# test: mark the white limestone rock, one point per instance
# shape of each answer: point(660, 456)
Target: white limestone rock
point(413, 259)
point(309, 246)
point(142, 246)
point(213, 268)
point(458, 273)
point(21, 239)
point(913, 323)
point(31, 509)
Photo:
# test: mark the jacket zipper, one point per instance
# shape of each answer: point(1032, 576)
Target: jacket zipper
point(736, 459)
§
PROBLEM>
Reproduce every one of the records above verbatim, line by line, with nothing added or changed.

PROBLEM SOLUTION>
# test: mark the white limestone rock, one point per instance
# shape of each answer: point(660, 456)
Target: white limestone rock
point(413, 259)
point(309, 246)
point(142, 246)
point(213, 268)
point(458, 273)
point(21, 239)
point(913, 323)
point(31, 509)
Photo:
# test: mark the jacket zipper, one point per instance
# shape of each answer: point(1032, 576)
Target: jacket zipper
point(736, 459)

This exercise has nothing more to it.